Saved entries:
-.-.-

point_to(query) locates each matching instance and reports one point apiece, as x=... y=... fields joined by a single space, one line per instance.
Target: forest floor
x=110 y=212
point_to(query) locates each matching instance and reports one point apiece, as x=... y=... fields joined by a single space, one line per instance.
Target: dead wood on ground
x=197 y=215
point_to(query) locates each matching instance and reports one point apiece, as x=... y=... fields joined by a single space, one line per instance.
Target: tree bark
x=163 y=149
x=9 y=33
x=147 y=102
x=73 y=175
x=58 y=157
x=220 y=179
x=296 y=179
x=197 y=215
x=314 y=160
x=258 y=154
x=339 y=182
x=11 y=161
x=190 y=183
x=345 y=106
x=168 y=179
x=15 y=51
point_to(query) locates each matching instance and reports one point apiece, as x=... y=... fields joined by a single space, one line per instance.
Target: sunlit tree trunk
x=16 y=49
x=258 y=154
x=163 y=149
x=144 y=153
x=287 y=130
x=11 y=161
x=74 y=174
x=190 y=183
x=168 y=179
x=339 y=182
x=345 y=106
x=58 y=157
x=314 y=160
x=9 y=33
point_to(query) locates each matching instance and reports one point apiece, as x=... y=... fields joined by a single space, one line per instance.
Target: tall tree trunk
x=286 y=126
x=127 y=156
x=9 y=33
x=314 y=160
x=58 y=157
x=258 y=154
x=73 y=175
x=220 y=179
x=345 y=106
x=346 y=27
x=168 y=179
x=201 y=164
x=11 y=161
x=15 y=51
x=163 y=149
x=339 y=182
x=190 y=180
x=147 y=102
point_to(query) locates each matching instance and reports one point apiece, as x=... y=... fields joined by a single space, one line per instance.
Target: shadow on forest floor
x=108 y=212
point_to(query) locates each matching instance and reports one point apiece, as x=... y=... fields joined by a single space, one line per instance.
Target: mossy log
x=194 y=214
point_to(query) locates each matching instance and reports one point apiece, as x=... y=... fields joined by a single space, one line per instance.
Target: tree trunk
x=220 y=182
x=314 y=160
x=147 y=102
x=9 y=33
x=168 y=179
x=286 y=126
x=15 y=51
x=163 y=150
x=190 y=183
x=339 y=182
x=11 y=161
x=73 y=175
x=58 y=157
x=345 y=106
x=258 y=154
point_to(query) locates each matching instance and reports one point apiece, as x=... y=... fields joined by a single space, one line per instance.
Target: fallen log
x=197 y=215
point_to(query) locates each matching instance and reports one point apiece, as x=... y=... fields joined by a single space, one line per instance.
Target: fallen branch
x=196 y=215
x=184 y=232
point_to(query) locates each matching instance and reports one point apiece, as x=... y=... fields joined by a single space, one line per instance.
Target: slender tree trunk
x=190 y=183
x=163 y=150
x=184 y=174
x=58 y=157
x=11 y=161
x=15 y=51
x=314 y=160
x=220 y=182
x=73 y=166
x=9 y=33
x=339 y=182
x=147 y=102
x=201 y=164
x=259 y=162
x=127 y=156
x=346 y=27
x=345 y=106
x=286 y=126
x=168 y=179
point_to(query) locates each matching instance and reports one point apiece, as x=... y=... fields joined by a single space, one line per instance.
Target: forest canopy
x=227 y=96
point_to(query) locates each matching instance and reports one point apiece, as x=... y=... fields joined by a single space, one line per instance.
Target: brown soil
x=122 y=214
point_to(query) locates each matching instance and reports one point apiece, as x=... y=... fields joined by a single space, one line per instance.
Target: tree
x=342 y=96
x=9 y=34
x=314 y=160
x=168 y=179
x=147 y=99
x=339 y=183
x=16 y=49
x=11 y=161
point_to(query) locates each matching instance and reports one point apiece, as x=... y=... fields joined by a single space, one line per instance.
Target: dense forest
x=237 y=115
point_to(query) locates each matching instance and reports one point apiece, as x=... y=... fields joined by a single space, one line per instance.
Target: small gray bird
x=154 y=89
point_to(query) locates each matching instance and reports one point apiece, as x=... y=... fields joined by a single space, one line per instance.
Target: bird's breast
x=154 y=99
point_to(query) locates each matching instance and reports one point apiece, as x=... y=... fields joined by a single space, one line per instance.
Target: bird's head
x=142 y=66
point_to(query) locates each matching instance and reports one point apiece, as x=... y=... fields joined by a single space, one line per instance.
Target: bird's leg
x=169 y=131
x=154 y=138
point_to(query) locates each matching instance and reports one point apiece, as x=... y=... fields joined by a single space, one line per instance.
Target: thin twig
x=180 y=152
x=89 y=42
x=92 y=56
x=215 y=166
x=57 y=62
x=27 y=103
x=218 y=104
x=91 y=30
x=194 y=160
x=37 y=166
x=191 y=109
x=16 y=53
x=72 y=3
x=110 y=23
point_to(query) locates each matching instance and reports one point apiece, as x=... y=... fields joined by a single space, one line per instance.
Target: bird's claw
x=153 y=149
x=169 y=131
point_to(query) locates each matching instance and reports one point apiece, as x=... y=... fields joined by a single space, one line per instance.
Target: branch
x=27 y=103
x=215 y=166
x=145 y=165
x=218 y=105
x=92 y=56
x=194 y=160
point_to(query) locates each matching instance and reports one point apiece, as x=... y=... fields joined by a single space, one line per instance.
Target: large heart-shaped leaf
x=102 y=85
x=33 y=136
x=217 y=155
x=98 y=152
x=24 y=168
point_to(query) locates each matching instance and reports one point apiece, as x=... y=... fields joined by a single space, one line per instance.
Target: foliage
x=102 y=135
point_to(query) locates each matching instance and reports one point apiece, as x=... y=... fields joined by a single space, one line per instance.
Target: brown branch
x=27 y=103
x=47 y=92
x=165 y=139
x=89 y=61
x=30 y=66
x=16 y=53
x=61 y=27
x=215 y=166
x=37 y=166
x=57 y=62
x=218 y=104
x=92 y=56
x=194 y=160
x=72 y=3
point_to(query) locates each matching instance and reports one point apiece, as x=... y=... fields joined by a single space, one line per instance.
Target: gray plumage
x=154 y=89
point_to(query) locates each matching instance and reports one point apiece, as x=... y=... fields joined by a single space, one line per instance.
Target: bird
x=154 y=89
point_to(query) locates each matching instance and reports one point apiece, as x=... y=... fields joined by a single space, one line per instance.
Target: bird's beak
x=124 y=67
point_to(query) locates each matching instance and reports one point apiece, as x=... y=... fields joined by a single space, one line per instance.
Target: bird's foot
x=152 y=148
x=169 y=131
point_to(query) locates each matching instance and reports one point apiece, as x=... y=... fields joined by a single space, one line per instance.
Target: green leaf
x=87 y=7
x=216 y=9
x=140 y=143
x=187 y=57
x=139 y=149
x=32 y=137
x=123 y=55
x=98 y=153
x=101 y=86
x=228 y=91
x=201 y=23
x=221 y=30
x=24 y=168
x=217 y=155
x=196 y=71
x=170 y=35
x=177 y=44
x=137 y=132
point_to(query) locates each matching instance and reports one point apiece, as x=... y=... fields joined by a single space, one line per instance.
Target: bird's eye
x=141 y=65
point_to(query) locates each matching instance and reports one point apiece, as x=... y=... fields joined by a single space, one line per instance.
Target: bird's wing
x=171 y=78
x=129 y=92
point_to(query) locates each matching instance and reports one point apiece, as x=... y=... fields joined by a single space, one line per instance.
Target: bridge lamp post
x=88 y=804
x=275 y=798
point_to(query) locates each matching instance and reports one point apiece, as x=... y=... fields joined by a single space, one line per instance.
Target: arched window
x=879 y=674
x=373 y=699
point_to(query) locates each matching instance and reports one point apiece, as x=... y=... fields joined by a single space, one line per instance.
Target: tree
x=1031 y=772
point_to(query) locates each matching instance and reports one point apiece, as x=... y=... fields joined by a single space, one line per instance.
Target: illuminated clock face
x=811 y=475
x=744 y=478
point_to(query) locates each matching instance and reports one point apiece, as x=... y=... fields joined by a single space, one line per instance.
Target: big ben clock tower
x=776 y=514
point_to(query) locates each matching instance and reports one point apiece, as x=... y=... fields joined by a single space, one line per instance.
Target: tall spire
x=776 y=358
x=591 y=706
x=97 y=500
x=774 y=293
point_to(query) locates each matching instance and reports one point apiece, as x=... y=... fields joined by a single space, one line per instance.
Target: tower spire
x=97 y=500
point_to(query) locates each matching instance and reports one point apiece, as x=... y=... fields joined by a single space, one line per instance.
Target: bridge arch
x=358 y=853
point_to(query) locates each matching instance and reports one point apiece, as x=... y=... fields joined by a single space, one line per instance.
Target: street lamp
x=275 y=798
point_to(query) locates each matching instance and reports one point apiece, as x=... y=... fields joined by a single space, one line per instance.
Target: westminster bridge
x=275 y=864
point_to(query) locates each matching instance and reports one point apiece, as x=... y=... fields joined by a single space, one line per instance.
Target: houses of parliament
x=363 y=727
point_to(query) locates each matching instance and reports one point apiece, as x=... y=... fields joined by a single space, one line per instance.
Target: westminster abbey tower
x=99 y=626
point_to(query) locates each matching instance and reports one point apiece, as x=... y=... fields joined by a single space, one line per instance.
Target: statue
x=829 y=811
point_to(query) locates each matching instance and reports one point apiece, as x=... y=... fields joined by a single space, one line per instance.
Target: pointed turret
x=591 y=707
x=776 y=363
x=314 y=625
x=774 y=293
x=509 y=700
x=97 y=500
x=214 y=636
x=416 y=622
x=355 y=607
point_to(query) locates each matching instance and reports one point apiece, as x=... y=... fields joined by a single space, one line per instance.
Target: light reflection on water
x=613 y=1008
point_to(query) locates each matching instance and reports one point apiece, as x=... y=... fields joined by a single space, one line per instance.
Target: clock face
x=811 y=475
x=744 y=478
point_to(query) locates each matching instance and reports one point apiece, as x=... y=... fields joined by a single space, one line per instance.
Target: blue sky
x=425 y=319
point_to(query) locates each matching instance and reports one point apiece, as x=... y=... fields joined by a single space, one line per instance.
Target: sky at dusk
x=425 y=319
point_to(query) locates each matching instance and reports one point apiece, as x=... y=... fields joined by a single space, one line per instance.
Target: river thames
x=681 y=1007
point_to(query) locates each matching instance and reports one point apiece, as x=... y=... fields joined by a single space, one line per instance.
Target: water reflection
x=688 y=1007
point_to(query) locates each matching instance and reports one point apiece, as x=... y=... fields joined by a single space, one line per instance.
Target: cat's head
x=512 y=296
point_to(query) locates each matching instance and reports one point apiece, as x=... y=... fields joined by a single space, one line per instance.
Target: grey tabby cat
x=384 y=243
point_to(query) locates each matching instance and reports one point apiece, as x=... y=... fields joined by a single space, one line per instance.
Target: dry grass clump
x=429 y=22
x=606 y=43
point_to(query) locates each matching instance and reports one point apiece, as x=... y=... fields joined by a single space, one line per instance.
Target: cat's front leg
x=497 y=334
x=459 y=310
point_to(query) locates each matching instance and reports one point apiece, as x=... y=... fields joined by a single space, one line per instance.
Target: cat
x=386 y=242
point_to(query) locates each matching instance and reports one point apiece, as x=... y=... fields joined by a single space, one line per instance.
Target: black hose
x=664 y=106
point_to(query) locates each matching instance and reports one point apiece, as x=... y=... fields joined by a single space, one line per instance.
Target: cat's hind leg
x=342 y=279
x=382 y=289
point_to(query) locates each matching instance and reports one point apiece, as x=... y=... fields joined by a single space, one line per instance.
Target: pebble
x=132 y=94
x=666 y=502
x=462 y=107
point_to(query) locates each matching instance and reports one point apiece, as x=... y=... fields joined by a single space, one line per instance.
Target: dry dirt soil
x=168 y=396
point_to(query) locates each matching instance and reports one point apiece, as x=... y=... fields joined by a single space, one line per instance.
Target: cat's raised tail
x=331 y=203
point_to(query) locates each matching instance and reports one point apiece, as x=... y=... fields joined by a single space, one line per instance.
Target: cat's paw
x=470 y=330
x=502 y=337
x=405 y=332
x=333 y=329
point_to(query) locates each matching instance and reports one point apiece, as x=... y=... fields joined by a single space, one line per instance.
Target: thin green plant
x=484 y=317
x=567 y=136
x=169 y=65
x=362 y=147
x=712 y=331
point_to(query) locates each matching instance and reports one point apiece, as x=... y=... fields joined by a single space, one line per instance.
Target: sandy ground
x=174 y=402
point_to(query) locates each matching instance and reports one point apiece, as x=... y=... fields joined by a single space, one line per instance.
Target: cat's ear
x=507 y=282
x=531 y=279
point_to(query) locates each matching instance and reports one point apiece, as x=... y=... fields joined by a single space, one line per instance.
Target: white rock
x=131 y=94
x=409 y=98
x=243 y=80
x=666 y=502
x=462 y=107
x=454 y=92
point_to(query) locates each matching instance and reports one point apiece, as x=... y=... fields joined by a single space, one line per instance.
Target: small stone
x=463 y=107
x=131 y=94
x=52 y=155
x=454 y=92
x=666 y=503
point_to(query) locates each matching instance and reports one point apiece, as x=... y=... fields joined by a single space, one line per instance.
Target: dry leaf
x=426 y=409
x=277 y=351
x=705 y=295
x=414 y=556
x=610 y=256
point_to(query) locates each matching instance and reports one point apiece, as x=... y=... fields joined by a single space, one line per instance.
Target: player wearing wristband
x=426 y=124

-.-.-

Exactly as they stand in the records above, print the lines from the one containing "Target: dry leaf" through the final line, inclusive.

Target: dry leaf
x=426 y=409
x=277 y=351
x=705 y=295
x=414 y=556
x=610 y=256
point_to(query) locates each matching instance and reports one point apiece, as x=... y=... fields joined by a single space, one line per instance.
Target: player wearing wristband
x=426 y=124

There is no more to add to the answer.